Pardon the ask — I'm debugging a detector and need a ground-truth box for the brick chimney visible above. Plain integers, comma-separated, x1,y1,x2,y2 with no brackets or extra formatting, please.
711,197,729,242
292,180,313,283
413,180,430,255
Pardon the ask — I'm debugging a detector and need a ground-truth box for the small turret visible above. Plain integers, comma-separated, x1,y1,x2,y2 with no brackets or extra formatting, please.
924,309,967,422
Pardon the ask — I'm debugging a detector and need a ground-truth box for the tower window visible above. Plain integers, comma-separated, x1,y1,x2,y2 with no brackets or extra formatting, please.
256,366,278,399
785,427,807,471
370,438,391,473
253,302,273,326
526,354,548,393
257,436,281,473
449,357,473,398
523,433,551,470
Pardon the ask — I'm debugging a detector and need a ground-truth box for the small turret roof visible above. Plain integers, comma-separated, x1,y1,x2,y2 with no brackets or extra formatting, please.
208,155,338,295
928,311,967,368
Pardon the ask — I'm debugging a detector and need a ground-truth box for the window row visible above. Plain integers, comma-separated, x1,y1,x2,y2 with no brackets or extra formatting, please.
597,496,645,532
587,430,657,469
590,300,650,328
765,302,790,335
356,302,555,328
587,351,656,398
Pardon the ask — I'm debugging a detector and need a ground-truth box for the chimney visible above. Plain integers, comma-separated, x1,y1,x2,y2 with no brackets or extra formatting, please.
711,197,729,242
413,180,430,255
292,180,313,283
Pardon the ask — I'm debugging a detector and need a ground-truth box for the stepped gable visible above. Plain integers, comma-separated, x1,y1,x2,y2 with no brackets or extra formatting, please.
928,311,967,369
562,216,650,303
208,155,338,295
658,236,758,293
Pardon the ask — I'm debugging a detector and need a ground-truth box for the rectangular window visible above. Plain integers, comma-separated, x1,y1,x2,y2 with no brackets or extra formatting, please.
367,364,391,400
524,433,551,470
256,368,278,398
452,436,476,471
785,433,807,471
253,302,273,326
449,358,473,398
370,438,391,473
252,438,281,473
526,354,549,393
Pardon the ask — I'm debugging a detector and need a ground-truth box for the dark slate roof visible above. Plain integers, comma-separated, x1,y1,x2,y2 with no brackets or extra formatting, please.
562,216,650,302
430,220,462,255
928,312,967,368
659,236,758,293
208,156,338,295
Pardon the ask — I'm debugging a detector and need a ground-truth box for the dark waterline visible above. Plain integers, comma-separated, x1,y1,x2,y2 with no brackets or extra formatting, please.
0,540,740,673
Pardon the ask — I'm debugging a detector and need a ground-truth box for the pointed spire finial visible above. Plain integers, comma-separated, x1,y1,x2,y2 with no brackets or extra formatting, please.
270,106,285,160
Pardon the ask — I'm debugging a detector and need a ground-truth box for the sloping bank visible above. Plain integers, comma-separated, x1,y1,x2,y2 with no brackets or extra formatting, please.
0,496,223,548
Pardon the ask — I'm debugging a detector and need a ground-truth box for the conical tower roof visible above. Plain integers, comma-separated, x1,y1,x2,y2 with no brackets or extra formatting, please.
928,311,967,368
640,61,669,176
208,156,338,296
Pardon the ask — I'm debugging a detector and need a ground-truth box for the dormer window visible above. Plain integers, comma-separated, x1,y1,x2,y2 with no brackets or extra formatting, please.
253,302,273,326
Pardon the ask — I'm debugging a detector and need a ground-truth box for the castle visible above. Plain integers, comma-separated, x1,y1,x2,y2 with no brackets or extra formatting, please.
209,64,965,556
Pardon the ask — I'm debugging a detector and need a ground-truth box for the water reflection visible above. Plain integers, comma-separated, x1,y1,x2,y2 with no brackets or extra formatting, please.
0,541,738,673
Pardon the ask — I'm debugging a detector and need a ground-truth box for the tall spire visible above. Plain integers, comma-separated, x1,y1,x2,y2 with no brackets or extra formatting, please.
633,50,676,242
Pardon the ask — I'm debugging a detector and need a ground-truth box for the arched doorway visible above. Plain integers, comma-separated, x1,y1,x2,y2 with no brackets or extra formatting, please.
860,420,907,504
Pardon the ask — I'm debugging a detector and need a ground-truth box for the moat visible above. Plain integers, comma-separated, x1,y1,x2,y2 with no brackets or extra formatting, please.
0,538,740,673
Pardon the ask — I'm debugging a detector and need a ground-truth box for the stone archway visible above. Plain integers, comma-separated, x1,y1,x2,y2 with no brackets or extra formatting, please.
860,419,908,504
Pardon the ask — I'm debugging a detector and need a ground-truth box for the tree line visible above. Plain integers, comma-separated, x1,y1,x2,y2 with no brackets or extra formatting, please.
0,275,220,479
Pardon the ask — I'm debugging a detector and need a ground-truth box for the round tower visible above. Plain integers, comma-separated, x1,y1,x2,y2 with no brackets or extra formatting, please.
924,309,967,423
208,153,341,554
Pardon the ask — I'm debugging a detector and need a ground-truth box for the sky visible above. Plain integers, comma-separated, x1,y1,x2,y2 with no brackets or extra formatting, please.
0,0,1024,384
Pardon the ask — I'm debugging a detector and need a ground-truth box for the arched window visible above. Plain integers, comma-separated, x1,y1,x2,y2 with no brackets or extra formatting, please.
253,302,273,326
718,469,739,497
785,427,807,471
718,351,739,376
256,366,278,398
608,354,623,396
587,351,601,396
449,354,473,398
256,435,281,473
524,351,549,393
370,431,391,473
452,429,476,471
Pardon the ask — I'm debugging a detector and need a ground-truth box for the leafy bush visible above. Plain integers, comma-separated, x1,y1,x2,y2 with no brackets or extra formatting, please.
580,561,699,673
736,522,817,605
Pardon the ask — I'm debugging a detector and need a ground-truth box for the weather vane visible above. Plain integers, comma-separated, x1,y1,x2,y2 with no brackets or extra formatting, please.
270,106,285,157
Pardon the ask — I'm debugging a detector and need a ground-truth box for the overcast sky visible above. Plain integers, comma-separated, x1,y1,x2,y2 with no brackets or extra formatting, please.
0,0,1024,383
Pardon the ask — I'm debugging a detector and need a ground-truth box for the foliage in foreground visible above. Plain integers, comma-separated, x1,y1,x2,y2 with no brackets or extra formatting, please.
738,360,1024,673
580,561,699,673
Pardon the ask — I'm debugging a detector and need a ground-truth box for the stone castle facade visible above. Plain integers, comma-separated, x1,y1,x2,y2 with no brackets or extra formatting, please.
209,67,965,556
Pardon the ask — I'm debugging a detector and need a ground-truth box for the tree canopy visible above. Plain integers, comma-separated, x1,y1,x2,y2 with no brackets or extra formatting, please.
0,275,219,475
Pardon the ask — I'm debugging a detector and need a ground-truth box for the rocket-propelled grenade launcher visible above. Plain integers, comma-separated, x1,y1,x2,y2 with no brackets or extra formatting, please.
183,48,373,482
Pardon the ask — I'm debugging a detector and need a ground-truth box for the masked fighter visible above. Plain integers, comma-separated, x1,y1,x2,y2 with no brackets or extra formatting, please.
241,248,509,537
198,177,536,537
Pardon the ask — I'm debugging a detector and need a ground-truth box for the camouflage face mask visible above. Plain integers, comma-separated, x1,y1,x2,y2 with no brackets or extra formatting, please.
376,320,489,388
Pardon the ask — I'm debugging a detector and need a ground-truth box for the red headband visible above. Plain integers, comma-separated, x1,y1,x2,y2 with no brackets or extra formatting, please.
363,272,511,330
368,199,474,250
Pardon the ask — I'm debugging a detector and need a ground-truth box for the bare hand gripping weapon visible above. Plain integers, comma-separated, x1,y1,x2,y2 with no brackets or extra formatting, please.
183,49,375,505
+===+
> OBJECTIVE: Render every line of the entries above as a JSON list of strings, one string per line, with blank lines omitted.

> WRITTEN ANSWER:
[
  "Pardon the ask — I'm debugging a detector and need a ground-truth box for the brick chimney visible above. Plain integers, comma-separated, x1,y1,x2,y2 with no brackets or extra formatting, please.",
  "711,197,729,242",
  "292,180,313,283",
  "413,180,430,255",
  "Pardon the ask — I'm debugging a detector and need a ground-truth box for the small turret visible above. Plain integers, comma-separated, x1,y1,x2,y2 with no brackets or extra formatting, please.",
  "924,309,967,422",
  "Pardon the ask — I'm debugging a detector and need a ground-truth box for the tower window visible above. Plain integers, comma-separated, x1,y1,x2,y2 with no brackets or extra formatting, please.",
  "256,366,278,399",
  "785,427,807,471",
  "370,438,391,473",
  "253,302,273,326",
  "526,354,548,393",
  "257,436,281,473",
  "449,357,473,398",
  "523,433,551,470",
  "Pardon the ask — I'm debugging a detector and need a ground-truth box for the small turret roof visible above. Plain integers, comma-separated, x1,y1,x2,y2 with no brackets or extra formatting, please.",
  "208,155,338,295",
  "928,311,967,368",
  "Pardon the ask — I'm debugging a detector and need a ground-truth box for the window row visible above. Plain integers, comma-separated, x1,y1,x2,y2 with no brackets or extra formatting, please.",
  "597,496,645,532",
  "587,430,657,469",
  "590,300,650,328",
  "765,302,790,335",
  "356,302,555,328",
  "587,351,656,398",
  "Pardon the ask — I'm debugging a detector and need a ground-truth box for the chimney visible above. Plain integers, comma-separated, x1,y1,x2,y2 with no brackets or extra formatting, please.",
  "711,197,729,242",
  "413,180,430,255",
  "292,180,313,283",
  "Pardon the ask — I'm debugging a detector and need a ground-truth box for the stepped gable visible above. Plain integers, comma-separated, x1,y1,x2,y2 with no brackets or extra formatting, please.",
  "928,311,967,369",
  "562,216,650,303",
  "208,155,338,295",
  "658,236,758,293",
  "Pardon the ask — I'm debugging a detector and need a ground-truth box for the rectangular window visible above. Plain integers, comma-separated, x1,y1,x2,y2 with no brackets or extra formatting, please.",
  "367,364,391,400",
  "524,433,551,470",
  "256,368,278,398",
  "452,436,476,471",
  "785,433,807,471",
  "253,302,273,326",
  "449,358,473,398",
  "370,438,391,473",
  "252,438,281,473",
  "526,354,549,393",
  "Pardon the ask — I'm debugging a detector and need a ground-truth box for the dark slate roof visible above. Plain integers, comma-separated, x1,y1,x2,y2 with no brackets or extra formatting, please.",
  "562,216,650,302",
  "430,220,462,255",
  "928,312,967,368",
  "659,236,758,293",
  "208,156,338,295",
  "Pardon the ask — I'm debugging a detector and need a ground-truth box for the dark waterline visible above. Plain integers, comma-separated, x1,y1,x2,y2 with no brackets or extra formatting, please.",
  "0,540,740,673",
  "Pardon the ask — I'm debugging a detector and need a ground-truth box for the pointed spire finial visible above. Plain integers, comma-separated, x1,y1,x2,y2 with no brackets or extra formatting, please.",
  "270,106,285,160",
  "Pardon the ask — I'm debugging a detector and need a ground-truth box for the sloping bank visible above. Plain integers, comma-separated, x1,y1,x2,y2 with no brackets or extra formatting, please.",
  "0,496,223,548",
  "Pardon the ask — I'm debugging a detector and need a ground-truth box for the conical tower roof visible above. Plain integers, comma-separated, x1,y1,x2,y2 with no brackets or extra formatting, please.",
  "928,311,967,368",
  "640,61,669,176",
  "208,156,338,296",
  "Pardon the ask — I'm debugging a detector and need a ground-truth box for the dormer window visible above. Plain integers, comma-separated, x1,y1,x2,y2 with no brackets or extra formatting, please.",
  "253,302,273,326",
  "Pardon the ask — I'm debugging a detector and need a ground-truth box for the castle visible above. Plain integers, comma-separated, x1,y1,x2,y2 with no brackets or extra formatting, please.",
  "209,64,965,556",
  "Pardon the ask — I'm debugging a detector and need a ground-truth box for the water reflection visible above. Plain integers, comma-separated, x1,y1,x2,y2 with no brackets or extra formatting, please.",
  "0,541,738,673",
  "Pardon the ask — I'm debugging a detector and need a ground-truth box for the tall spire visible above. Plain integers, comma-separated, x1,y1,x2,y2 with no brackets or extra formatting, please.",
  "633,50,676,242",
  "Pardon the ask — I'm debugging a detector and need a ground-truth box for the arched doorway visible above. Plain integers, comma-separated, x1,y1,x2,y2 with no brackets or extra formatting, please.",
  "860,420,907,504",
  "Pardon the ask — I'm debugging a detector and need a ground-truth box for the moat visible above. Plain integers, comma-separated, x1,y1,x2,y2 with no brackets or extra formatting, please.",
  "0,538,740,673",
  "Pardon the ask — I'm debugging a detector and need a ground-truth box for the stone archway visible above. Plain integers, comma-separated, x1,y1,x2,y2 with no brackets or extra formatting, please.",
  "860,419,908,504",
  "Pardon the ask — I'm debugging a detector and need a ground-truth box for the tree line visible above. Plain integers, comma-separated, x1,y1,x2,y2 with no brackets or extra formatting, please.",
  "0,275,220,479",
  "Pardon the ask — I'm debugging a detector and need a ground-truth box for the round tower visible above. Plain integers, comma-separated, x1,y1,x2,y2 with no brackets or extra formatting, please.",
  "924,309,967,423",
  "208,153,341,554",
  "Pardon the ask — I'm debugging a detector and need a ground-truth box for the sky visible above. Plain integers, comma-separated, x1,y1,x2,y2 with no brackets or extra formatting, please.",
  "0,0,1024,384",
  "Pardon the ask — I'm debugging a detector and need a ground-truth box for the arched window visible above. Plain integers, comma-separated, x1,y1,x2,y2 with no brackets or extra formatting, please.",
  "253,302,273,326",
  "718,469,739,497",
  "785,427,807,471",
  "718,351,739,376",
  "256,366,278,398",
  "608,354,623,396",
  "587,351,601,396",
  "449,354,473,398",
  "256,435,281,473",
  "524,351,549,393",
  "370,431,391,473",
  "452,429,476,471",
  "Pardon the ask — I'm debugging a detector and need a ground-truth box for the leafy bush visible above. Plain integers, comma-separated, x1,y1,x2,y2 with no brackets or extra formatting, please.",
  "580,561,699,673",
  "736,522,817,605",
  "Pardon the ask — I'm debugging a detector and need a ground-truth box for the weather vane visible above. Plain integers, comma-separated, x1,y1,x2,y2 with no brackets or extra formatting, please.",
  "270,106,285,157",
  "Pardon the ask — I'm debugging a detector and need a ground-truth box for the overcast sky visible above. Plain integers, comma-separated, x1,y1,x2,y2 with no brackets or extra formatting, please.",
  "0,0,1024,383",
  "Pardon the ask — I'm debugging a detector and need a ground-truth box for the foliage in foreground visible above. Plain integers, comma-separated, x1,y1,x2,y2 with no brackets or extra formatting, please.",
  "738,360,1024,673",
  "580,561,699,673",
  "Pardon the ask — I'm debugging a detector and need a ground-truth box for the stone castle facade visible above. Plain integers, comma-separated, x1,y1,x2,y2 with no brackets or extra formatting, please.",
  "209,67,965,556",
  "Pardon the ask — I'm debugging a detector and need a ground-truth box for the tree canopy visible above. Plain integers, comma-separated, x1,y1,x2,y2 with no brackets or extra formatting, please.",
  "0,275,219,475",
  "Pardon the ask — I'm debugging a detector and need a ground-truth box for the rocket-propelled grenade launcher visible above. Plain integers, comma-separated, x1,y1,x2,y2 with no brackets or extra formatting, please.",
  "183,48,373,482",
  "Pardon the ask — I'm debugging a detector and need a ground-truth box for the masked fighter visible above. Plain integers, comma-separated, x1,y1,x2,y2 with no brackets or extra formatting, please.",
  "241,248,509,537",
  "198,177,536,537",
  "Pardon the ask — I'm debugging a detector and need a ground-truth box for the camouflage face mask visible above. Plain integers, comma-separated, x1,y1,x2,y2 with no brackets or extra formatting, please.",
  "376,320,489,388",
  "Pardon the ask — I'm debugging a detector and need a ground-truth box for the red headband visible above. Plain integers, comma-separated, x1,y1,x2,y2 with no brackets or extra formatting, please.",
  "363,272,511,330",
  "368,199,474,250",
  "Pardon the ask — I'm debugging a detector and need a ground-truth box for the bare hand gripping weapon visible above. Plain integers, comma-separated, x1,y1,x2,y2 with no brackets or extra formatting, please.",
  "183,49,375,505"
]